== PASSAGE

The full details of the Offer are set out in the Offer Documents, which Hudbay has filed with the Canadian securities regulatory authorities. Hudbay has also filed a registration statement on Form F-10 (the "Registration Statement"), which contains a prospectus relating to the Offer (the "Prospectus"), and a tender offer statement on Schedule TO (the "Schedule TO") with the Securities and Exchange Commission (the "SEC"). This news release is not a substitute for the Offer Documents, the Prospectus, the Registration Statement or the Schedule TO. AUGUSTA SHAREHOLDERS AND OTHER INTERESTED PARTIES ARE URGED TO READ THESE DOCUMENTS, ALL DOCUMENTS INCORPORATED BY REFERENCE, ALL OTHER APPLICABLE DOCUMENTS AND ANY AMENDMENTS OR SUPPLEMENTS TO ANY SUCH DOCUMENTS WHEN THEY BECOME AVAILABLE, BECAUSE EACH WILL CONTAIN IMPORTANT INFORMATION ABOUT HUDBAY, AUGUSTA AND THE OFFER. Materials filed with the Canadian securities regulatory authorities are available electronically without charge at www.sedar.com. Materials filed with the SEC are available electronically without charge at the SEC's website at www.sec.gov. All such materials may also be obtained without charge at Hudbay's website, www.hudbayminerals.com or by directing a written or oral request to the Information Agent for the Offer, Kingsdale Shareholder Services Inc. at 1-866-229-8874 (North American Toll Free Number) or 1-416-867-2272 (outside North America), or by email at email@example.com or to the Vice President, Legal and Corporate Secretary of Hudbay at 25 York Street, Suite 800, Toronto, Ontario, telephone (416) 362-8181.
This news release does not constitute an offer to buy or the solicitation of an offer to sell any of the securities of Hudbay or Augusta.
Hudbay (TSX:HBM) (NYSE:HBM) is a Canadian integrated mining company with assets in North and South America principally focused on the discovery, production and marketing of base and precious metals. Hudbay's objective is to maximize shareholder value through efficient operations, organic growth and accretive acquisitions, while maintaining its financial strength. A member of the S&P/TSX Composite Index and the S&P/TSX Global Mining Index, Hudbay is committed to high standards of corporate governance and sustainability. Further information about Hudbay can be found on www.hudbayminerals.com.

====

In the news release, which company is named as the Information Agent for the Offer? The material has no connection to the news release.

== RECORD EXCERPTS

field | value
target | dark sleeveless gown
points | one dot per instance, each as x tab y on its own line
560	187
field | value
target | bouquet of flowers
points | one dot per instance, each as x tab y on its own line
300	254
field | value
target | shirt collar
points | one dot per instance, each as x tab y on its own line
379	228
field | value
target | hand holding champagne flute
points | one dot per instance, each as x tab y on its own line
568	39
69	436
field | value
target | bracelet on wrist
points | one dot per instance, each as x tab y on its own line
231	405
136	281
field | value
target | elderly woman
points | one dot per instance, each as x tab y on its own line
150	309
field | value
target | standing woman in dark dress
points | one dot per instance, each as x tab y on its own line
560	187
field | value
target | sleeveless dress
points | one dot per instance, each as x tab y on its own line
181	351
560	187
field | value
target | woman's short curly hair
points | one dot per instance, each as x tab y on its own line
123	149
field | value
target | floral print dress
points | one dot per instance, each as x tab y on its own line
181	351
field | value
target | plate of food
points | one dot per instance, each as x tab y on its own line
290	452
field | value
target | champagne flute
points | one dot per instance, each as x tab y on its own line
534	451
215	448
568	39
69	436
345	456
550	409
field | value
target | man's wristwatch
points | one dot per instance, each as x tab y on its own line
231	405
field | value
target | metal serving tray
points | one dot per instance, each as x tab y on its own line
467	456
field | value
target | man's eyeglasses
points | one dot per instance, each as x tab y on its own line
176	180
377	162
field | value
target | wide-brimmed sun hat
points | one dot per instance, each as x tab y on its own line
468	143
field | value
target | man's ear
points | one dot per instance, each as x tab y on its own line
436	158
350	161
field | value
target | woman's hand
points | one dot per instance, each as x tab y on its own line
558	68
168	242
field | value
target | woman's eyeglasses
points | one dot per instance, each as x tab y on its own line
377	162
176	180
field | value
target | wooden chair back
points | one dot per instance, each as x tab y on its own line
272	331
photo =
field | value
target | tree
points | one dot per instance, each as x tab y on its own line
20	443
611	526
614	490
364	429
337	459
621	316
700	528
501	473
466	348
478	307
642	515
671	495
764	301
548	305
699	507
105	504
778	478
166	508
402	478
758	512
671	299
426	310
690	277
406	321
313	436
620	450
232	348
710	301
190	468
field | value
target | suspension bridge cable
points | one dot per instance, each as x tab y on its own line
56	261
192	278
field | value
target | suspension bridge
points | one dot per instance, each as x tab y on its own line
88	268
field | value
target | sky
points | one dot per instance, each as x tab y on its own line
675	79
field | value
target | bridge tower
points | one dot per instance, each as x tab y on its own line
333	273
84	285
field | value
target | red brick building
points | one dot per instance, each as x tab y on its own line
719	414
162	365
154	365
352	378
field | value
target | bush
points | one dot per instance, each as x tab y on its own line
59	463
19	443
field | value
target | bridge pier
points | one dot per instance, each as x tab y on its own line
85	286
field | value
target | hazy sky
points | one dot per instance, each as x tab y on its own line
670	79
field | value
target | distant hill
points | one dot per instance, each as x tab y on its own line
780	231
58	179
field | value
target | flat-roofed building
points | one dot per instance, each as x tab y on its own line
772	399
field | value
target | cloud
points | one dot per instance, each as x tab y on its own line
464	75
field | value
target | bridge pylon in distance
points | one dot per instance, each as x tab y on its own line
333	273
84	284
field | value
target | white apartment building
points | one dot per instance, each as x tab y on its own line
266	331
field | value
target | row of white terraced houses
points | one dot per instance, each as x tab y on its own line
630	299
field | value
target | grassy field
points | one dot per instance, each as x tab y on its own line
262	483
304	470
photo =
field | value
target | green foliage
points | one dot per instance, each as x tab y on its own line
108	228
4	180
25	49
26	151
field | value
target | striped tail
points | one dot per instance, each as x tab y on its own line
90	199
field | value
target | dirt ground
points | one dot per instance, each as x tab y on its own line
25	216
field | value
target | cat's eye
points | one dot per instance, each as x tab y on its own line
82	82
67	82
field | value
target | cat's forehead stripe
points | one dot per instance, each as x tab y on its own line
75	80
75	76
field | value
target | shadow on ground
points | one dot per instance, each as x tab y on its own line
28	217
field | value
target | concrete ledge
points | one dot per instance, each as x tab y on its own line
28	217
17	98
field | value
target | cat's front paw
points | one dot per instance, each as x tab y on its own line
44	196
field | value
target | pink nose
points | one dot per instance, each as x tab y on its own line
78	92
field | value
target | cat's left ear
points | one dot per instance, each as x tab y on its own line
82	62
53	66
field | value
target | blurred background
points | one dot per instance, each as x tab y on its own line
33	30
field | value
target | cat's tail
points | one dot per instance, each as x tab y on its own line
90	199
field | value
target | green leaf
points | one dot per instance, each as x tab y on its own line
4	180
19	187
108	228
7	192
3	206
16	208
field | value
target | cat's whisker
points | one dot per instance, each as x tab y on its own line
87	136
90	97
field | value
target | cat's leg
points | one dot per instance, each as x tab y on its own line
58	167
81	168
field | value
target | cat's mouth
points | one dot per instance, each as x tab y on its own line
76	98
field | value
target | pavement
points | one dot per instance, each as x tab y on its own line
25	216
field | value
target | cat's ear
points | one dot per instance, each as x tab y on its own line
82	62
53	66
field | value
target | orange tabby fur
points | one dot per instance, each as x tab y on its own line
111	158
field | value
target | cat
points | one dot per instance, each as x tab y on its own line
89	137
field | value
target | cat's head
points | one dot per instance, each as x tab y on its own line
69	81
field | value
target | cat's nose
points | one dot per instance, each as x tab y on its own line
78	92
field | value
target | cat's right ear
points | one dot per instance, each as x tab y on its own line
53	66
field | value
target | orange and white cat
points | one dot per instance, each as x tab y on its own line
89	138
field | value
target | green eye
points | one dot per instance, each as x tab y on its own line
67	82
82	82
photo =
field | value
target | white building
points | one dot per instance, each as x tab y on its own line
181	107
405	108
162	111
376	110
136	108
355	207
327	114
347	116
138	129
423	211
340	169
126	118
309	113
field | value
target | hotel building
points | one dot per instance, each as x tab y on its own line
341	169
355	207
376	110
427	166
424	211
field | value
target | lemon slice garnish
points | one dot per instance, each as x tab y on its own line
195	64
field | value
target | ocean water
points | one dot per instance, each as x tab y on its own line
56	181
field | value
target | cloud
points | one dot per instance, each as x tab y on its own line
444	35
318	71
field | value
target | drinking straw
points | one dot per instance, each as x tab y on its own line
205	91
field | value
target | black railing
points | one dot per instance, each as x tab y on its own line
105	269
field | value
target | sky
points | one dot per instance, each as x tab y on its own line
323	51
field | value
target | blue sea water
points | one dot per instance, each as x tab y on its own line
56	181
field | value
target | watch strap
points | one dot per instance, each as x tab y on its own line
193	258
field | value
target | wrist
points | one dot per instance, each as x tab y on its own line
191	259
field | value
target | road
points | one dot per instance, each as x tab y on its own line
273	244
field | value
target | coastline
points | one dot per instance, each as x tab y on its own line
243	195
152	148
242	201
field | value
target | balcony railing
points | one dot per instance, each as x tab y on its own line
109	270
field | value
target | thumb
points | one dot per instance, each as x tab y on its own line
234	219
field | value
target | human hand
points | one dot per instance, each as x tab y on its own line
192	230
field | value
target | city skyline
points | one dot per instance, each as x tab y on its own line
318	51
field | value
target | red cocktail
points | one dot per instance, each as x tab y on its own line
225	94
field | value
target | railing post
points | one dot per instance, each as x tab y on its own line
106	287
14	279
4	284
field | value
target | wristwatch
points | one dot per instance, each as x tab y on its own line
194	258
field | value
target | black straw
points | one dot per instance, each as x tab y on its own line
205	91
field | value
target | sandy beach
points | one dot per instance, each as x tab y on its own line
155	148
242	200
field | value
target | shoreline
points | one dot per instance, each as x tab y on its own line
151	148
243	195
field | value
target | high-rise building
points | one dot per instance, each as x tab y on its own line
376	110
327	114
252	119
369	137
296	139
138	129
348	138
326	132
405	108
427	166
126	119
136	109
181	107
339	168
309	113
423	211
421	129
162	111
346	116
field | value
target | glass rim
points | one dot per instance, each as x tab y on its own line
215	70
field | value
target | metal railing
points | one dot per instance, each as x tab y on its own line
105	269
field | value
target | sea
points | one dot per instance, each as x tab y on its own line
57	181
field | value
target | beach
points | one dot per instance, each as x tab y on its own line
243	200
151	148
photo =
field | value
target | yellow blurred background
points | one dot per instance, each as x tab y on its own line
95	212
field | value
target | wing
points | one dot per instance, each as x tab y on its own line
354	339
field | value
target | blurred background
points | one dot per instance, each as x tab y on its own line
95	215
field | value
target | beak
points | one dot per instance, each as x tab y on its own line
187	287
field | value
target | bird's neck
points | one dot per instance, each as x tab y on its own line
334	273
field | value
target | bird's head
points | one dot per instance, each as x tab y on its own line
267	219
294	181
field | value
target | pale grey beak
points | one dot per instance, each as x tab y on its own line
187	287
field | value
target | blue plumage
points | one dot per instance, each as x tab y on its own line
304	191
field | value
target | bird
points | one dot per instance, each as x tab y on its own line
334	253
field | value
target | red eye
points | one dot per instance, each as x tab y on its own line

====

SOLUTION
Kingsdale Shareholder Services Inc.